Raw records:
## start
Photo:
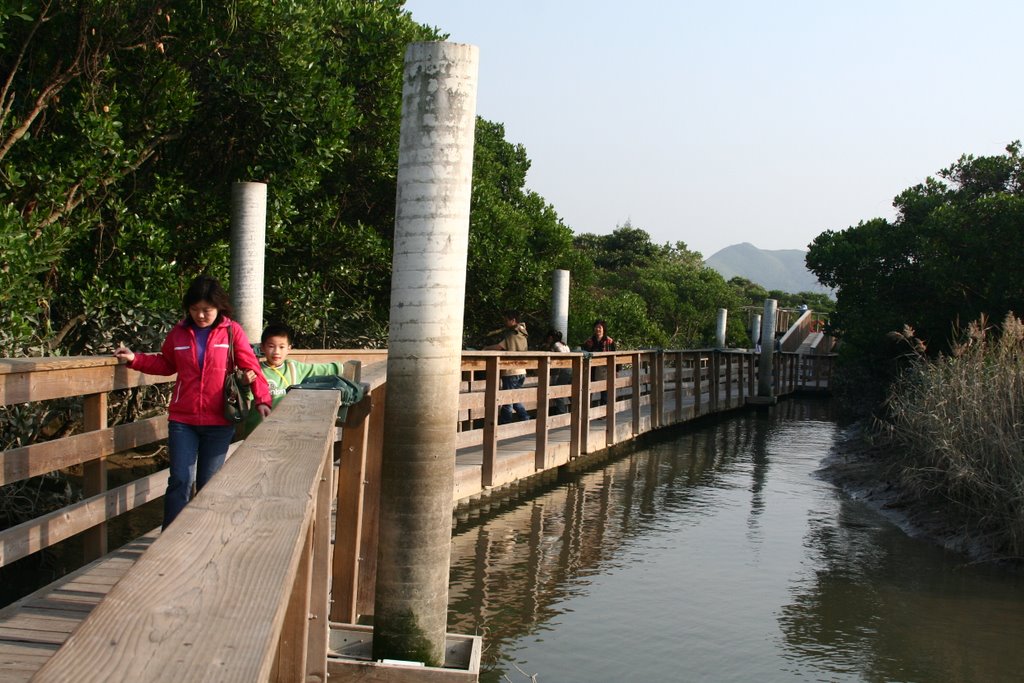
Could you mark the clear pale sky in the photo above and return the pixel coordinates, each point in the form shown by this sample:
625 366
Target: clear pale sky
716 123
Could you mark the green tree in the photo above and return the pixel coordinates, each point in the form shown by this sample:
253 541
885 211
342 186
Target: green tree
673 297
516 240
942 261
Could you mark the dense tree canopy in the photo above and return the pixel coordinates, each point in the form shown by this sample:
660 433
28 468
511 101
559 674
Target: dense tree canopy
123 126
652 295
945 259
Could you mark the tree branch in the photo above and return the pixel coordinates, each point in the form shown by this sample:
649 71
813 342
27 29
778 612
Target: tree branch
75 198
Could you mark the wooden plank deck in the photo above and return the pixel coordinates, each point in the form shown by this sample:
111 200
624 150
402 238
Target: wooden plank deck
34 628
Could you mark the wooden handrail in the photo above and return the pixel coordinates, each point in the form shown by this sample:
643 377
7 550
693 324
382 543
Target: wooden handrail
241 555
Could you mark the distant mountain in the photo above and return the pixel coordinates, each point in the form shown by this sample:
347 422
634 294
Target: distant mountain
773 269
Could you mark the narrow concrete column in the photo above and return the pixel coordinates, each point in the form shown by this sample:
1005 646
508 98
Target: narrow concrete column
428 284
248 245
560 303
765 382
720 323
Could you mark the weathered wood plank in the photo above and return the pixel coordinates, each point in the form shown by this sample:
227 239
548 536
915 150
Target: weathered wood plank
24 380
43 531
229 559
37 459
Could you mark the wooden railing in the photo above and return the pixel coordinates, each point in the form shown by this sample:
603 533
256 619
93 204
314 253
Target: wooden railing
256 534
237 588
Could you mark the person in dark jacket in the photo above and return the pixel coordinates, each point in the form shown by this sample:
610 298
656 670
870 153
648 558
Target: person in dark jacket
196 349
600 342
513 339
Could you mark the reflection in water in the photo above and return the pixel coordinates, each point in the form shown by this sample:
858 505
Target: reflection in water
719 556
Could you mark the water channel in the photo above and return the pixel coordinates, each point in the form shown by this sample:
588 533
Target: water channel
720 555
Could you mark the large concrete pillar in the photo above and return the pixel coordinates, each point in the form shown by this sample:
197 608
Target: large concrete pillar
428 284
560 303
720 325
765 368
248 246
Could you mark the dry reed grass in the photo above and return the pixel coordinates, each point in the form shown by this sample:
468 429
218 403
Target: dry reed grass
957 423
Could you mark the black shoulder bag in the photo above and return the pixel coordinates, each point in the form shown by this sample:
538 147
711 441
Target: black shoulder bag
236 386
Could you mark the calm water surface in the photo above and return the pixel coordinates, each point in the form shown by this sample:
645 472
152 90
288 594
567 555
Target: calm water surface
720 556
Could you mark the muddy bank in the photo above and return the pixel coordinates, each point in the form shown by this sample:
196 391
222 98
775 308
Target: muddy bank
866 472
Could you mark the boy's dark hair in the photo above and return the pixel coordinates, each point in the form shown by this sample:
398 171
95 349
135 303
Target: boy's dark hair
205 288
276 330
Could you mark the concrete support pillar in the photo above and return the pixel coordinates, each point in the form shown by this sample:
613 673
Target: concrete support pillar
560 303
428 284
248 246
720 324
765 381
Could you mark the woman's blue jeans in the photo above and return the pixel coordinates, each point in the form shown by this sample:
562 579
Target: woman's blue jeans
197 453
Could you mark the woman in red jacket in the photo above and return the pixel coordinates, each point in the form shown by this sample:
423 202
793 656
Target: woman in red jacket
196 348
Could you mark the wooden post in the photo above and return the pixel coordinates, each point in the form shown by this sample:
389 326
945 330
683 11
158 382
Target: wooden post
680 363
577 401
290 663
609 407
560 302
585 406
715 387
348 527
94 474
766 365
728 380
320 597
697 389
543 382
489 422
636 380
659 382
370 534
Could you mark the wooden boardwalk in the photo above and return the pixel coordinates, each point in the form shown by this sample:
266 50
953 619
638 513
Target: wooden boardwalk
489 460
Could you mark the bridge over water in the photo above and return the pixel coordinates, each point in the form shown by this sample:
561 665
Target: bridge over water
269 570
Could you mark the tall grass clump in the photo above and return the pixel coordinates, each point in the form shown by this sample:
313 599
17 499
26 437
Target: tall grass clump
957 425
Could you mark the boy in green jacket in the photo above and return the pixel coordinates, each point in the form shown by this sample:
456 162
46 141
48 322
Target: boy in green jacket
281 373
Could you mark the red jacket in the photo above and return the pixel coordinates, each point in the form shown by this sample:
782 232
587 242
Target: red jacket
199 396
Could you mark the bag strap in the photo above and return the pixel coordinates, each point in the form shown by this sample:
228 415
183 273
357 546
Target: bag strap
230 348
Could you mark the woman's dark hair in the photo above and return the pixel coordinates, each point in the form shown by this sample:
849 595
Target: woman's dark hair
208 289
## end
• [Stated task]: Reproduce the full listing above verbatim, with no pictures included.

• [Task response]:
Photo:
Could you mark the clear pale sky in the photo above and return the pixel coordinates, each point in the form shown by this sample:
625 366
Target: clear pale sky
716 123
Could you mark the green tree in the photo above and return the pixel coordinates, each point in the form shown by this sample:
253 541
885 211
342 186
Target: green tree
673 297
516 240
942 261
Could you mark the dense tree canopy in the photo above and return the pixel coordinates, each point in the form shown by this sample:
660 433
28 468
511 101
559 674
Target: dense tree canopy
123 126
652 295
945 259
Could you mark the tree branch in the photo above and return the pixel coordinates, each point in the form shown by this sample:
649 71
813 342
27 29
778 612
Target: tree branch
75 198
Could you mark the wooden plank deck in the photo above and return the pixel coordinates, each point in the form shown by this sample:
111 200
624 150
402 238
Target: wooden plank deck
34 628
Could you mark the wooden handrail in the photo above and return the pixel coordinates, each point in the form shown by this sample:
643 377
7 550
693 324
382 543
Target: wooden handrail
241 555
Could you mark the distant mountain in the photo above and return the pixel coordinates, each point in the form shown by this sample:
347 422
634 294
Target: distant mountain
773 269
Could you mark the narrow concrete column in the photo above and return the pixel coordinates, each point in the form shown by this sample:
1005 646
508 98
Target: narrow concrete column
428 284
248 245
560 303
765 382
720 323
Could you mark the weathered wood plank in the photo above and return the pixel coordinates, each point in the form shown by this sample:
227 239
548 536
915 150
Target: weathered wood plank
24 380
43 531
229 559
37 459
Could you mark the wooden railing in the photo above and return the pixel coordinates, each point in the form shown by this sample:
603 533
256 619
93 204
314 253
Target: wooden railing
256 534
237 588
Could you mark the person in dark jacket in the photo above and return the pixel coordinates, each point in the form shown by this sample:
610 298
656 670
870 153
648 558
Target: person in dark jacket
196 349
600 342
513 339
Could you mark the reflection in water in the photo above and return the pixel coordinates, each point in the form shown by this sample:
858 505
Target: reflection in water
719 556
Could you mark the water channel in the photo above and return the pixel coordinates, each point in the form shown by this sample:
588 533
Target: water channel
720 555
Could you mark the large concrete pillar in the photo above and return the pixel coordinates, each point in the form shown by this sample:
197 608
Target: large concrete pillar
428 284
560 303
720 325
765 368
248 246
Could you mark the dry reed grass in the photo above and return the pixel coordinates, each point in the form shown by this sample:
468 429
218 403
Target: dry reed grass
957 423
Could you mark the black shoulder bag in the photo above and return the pixel coordinates, each point in the form shown by this sample:
538 147
711 441
Target: black shoulder bag
236 386
Could you mark the calm water surface in the photo above and return the pixel coordinates, each point in the form shown by this sample:
645 472
152 90
288 594
567 555
Target: calm water surface
720 556
Could you mark the muddy bank in the photo above and return the pixel coordinates, each point in the form shown by this sample:
196 391
222 98
775 308
Target: muddy bank
866 472
Could you mark the boy's dark hair in the photo above and return the pixel coordinates, each point in the form shown by this sample:
398 171
95 349
135 303
Target: boy's dark hair
205 288
276 330
Could you mark the concrete support pillar in the photo above and return the pixel coordinates, each point in the form shown by this sample:
613 673
Target: concrete support pillar
560 303
428 284
248 246
720 324
765 381
Could you mark the woman's blue jeans in the photo above and return the pixel coordinates, each point in the form shown by this sample:
562 579
Target: woman's blue jeans
197 453
Could you mark the woman in red jacket in the photo above and return the pixel coordinates, each point in the form shown by this sample:
423 202
793 656
Target: woman in red jacket
196 348
Could you mark the wooden post in the photo above and return the pixel coordinates, each point in the form shown by this sample:
389 326
945 330
683 11
158 382
Target: wooden post
680 363
577 401
290 663
609 407
560 302
585 406
715 387
348 527
94 474
766 365
728 380
320 597
697 389
543 382
489 422
636 380
659 382
370 534
Could you mark the wooden boardwalk in the photo above and return the pixel coordinates, each point in the form shown by this sample:
266 50
953 619
638 513
Target: wooden boardwalk
489 460
Could you mark the bridge over water in the photo above and return the pixel coordinates, each point in the form shown by this sample:
561 665
Target: bridge over water
269 570
Could you mark the tall grass clump in the photo above and return the pixel coordinates, each point in the form shown by this sample:
313 599
17 499
26 437
Target: tall grass clump
957 425
Could you mark the boy in green jacket in the photo above and return the pixel coordinates, each point in the form shown by this sample:
456 162
46 141
48 322
Target: boy in green jacket
281 373
Could you mark the red jacket in the photo above and return the pixel coordinates, each point in the form shown by this sample:
782 232
587 242
Target: red jacket
199 396
Could you mark the bag strap in the photo above and return the pixel coordinates, each point in the form shown by this sample:
228 415
183 273
357 546
Target: bag strap
230 348
Could you mark the woman's dark hair in the photo above and return the pixel coordinates, each point in the form shown by this sample:
849 595
Target: woman's dark hair
208 289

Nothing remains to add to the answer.